I would like each line of the data that holds the word "glacier" copied out.
-- -- --
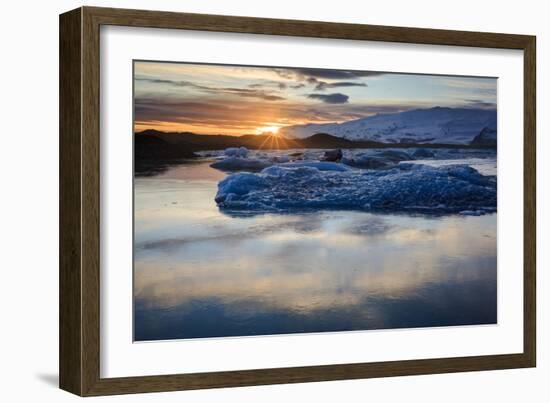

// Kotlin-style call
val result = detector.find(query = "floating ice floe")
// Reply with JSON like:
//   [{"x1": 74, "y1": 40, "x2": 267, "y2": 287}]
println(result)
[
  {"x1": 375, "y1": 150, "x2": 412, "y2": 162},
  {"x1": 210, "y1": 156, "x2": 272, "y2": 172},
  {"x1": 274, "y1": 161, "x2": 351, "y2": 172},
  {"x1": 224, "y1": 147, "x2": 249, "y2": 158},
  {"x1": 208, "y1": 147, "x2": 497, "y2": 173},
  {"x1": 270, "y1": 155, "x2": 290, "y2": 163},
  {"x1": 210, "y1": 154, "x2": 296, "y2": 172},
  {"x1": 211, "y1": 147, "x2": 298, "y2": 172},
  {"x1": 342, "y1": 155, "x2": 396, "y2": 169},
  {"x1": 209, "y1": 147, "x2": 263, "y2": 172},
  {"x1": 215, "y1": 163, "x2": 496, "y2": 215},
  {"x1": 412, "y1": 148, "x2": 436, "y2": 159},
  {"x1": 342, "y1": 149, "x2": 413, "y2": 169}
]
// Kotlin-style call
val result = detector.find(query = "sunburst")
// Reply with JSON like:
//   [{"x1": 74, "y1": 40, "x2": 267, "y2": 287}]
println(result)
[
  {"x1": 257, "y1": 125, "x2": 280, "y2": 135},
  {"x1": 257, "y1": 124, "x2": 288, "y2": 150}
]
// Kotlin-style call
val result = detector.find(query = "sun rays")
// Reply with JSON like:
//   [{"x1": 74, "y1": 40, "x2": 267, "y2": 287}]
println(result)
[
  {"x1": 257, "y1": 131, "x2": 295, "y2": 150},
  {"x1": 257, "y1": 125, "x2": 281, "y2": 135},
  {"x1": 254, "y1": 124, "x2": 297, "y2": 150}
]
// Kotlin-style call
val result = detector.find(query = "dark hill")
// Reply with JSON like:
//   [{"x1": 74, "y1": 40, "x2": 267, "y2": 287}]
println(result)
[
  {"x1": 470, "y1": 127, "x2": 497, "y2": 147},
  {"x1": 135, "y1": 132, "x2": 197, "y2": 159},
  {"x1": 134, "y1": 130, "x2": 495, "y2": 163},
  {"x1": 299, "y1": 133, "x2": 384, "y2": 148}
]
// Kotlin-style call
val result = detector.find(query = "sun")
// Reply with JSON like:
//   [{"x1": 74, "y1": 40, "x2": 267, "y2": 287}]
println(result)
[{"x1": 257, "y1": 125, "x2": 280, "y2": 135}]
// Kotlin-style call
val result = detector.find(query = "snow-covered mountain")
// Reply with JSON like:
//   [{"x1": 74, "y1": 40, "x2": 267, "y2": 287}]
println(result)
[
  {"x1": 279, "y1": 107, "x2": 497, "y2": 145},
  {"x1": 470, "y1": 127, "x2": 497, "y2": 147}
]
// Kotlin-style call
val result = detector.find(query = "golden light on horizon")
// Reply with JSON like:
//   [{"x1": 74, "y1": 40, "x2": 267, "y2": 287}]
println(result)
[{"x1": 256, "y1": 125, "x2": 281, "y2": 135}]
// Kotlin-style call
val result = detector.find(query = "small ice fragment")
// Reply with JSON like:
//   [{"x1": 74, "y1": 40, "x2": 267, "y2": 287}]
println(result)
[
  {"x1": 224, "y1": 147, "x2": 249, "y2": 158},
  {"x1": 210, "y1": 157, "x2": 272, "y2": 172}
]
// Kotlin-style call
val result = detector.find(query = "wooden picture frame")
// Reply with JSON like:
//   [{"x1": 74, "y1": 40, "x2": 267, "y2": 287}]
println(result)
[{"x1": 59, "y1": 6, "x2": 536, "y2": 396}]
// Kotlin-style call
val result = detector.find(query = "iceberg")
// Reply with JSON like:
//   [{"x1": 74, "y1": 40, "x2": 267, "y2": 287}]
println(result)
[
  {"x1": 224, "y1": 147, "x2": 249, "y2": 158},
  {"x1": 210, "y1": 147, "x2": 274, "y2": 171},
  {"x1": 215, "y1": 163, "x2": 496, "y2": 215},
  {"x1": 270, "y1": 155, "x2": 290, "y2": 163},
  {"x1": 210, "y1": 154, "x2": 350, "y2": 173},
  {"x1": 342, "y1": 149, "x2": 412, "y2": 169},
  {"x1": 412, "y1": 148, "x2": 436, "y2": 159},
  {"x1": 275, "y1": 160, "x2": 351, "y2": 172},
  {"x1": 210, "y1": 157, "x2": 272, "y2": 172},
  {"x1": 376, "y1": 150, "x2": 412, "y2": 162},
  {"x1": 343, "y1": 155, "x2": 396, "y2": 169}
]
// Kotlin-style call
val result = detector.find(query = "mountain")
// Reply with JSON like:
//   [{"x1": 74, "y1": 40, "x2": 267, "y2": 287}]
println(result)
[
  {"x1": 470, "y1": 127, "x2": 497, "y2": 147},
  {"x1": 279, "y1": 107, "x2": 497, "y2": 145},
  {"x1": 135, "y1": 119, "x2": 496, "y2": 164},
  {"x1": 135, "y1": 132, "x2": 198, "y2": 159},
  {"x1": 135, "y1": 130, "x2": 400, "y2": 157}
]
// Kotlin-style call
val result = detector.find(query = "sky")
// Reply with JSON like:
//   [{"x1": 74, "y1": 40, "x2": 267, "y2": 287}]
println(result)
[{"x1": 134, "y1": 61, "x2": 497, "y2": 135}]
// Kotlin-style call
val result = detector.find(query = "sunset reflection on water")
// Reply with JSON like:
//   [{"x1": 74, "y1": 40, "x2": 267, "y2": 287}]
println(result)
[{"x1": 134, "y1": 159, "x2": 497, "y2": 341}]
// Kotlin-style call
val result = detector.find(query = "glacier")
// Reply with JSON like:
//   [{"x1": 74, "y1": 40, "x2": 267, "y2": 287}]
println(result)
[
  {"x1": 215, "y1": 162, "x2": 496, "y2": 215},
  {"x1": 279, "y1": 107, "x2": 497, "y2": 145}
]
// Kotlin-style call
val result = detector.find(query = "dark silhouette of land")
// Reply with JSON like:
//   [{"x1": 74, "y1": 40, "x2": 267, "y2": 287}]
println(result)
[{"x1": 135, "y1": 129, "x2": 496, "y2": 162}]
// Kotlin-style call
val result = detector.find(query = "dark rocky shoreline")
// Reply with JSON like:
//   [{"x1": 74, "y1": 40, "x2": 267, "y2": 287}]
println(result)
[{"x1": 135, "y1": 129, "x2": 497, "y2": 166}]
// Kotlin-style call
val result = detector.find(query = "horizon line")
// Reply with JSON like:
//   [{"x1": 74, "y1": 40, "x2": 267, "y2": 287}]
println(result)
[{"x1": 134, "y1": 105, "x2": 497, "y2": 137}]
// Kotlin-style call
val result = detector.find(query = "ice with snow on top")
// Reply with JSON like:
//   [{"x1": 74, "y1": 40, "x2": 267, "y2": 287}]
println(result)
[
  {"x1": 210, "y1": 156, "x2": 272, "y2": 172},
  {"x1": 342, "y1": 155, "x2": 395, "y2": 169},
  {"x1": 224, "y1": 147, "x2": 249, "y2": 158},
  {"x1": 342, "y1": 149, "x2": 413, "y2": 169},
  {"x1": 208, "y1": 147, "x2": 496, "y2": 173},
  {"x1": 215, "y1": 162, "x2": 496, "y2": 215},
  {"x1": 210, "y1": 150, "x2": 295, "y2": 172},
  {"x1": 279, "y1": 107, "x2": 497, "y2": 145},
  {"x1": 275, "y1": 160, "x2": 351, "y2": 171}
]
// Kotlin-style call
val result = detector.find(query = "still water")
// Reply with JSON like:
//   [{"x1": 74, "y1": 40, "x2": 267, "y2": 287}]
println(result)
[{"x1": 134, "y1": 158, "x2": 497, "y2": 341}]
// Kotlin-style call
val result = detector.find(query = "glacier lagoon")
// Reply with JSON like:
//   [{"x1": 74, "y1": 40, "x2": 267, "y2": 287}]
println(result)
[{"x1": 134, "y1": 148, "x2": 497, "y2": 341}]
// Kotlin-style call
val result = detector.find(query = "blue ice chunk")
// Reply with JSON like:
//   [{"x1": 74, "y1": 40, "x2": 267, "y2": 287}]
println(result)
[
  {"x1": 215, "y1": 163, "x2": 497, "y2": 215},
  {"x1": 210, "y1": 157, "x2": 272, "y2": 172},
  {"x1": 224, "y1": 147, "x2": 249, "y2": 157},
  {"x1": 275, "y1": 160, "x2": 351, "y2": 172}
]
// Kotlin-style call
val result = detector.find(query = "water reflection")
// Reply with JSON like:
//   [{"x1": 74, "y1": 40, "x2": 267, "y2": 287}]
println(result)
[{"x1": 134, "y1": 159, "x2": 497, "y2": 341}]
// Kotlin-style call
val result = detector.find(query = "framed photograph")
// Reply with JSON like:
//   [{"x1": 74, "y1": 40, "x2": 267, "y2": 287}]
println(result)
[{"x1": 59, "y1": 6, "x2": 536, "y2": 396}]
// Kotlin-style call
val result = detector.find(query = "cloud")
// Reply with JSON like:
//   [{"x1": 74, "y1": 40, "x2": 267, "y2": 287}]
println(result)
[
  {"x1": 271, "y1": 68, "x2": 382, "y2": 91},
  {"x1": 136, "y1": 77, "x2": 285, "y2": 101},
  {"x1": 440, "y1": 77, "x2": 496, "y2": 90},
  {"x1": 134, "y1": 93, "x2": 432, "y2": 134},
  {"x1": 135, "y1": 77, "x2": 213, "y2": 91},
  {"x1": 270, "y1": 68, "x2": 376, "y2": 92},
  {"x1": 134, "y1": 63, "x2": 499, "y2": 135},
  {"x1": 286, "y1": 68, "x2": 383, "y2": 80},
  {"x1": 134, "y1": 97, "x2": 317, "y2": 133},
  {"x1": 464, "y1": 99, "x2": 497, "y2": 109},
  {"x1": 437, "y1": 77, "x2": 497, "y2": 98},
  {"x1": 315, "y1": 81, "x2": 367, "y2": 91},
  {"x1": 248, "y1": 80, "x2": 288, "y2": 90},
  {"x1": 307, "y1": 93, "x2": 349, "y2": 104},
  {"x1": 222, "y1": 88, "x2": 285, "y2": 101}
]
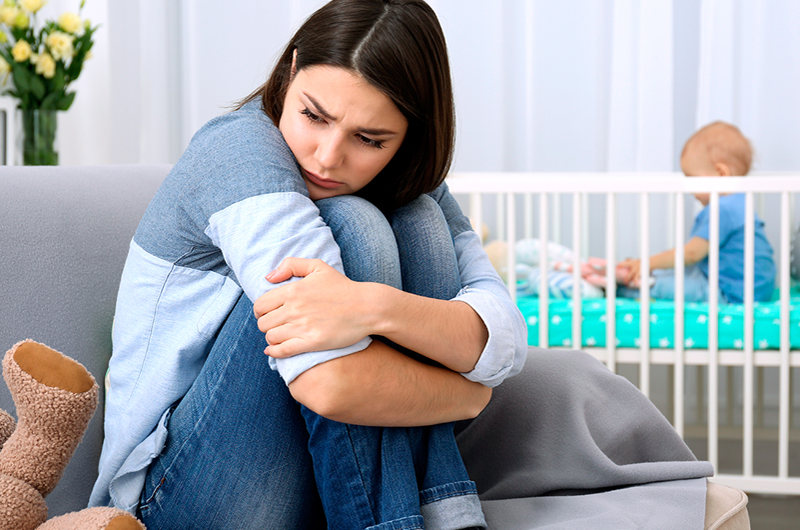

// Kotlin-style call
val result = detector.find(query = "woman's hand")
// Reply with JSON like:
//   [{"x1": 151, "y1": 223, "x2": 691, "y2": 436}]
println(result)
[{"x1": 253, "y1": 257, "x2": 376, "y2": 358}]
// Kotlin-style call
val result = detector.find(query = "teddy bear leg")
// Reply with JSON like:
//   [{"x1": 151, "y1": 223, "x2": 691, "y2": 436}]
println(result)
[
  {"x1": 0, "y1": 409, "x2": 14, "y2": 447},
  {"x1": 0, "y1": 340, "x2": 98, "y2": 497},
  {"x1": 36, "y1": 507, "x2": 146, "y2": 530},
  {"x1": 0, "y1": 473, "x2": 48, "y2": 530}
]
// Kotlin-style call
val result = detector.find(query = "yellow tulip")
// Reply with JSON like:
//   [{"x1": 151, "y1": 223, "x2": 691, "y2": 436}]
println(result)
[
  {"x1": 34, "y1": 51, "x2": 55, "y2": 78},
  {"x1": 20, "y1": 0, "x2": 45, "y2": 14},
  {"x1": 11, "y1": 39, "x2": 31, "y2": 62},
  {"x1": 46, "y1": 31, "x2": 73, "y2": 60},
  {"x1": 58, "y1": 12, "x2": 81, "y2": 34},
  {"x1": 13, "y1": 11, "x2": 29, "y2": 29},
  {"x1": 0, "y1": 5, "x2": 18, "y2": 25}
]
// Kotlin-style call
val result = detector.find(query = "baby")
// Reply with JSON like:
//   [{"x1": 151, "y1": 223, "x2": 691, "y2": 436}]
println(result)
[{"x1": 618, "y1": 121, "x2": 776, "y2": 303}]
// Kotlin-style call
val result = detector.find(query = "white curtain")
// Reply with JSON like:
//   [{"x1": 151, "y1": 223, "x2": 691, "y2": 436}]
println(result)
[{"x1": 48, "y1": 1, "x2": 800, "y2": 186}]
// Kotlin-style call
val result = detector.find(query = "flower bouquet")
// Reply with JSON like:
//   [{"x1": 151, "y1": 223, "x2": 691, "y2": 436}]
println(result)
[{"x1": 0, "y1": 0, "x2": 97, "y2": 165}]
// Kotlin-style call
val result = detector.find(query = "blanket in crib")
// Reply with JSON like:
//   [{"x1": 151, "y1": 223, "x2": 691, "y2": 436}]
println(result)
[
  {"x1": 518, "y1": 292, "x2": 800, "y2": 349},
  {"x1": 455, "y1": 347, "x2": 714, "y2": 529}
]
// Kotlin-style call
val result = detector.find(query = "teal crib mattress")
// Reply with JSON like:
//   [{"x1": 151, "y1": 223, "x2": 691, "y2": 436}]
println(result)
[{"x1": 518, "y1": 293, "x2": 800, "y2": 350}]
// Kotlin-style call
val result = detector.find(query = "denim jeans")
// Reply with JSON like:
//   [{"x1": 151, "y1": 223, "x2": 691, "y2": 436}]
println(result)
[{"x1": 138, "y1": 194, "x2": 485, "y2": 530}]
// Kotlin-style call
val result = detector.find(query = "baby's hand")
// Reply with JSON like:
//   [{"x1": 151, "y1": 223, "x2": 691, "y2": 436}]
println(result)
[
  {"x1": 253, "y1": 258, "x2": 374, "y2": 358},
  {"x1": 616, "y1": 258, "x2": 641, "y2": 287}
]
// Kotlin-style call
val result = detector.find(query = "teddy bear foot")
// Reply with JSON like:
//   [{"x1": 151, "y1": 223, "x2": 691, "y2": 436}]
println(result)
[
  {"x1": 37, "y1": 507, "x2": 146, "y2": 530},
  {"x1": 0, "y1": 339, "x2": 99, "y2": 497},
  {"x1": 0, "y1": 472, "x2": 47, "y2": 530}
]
-- -- --
Written response
val result = detector.find(query = "glacier")
val result = detector.find(query = "glacier lagoon")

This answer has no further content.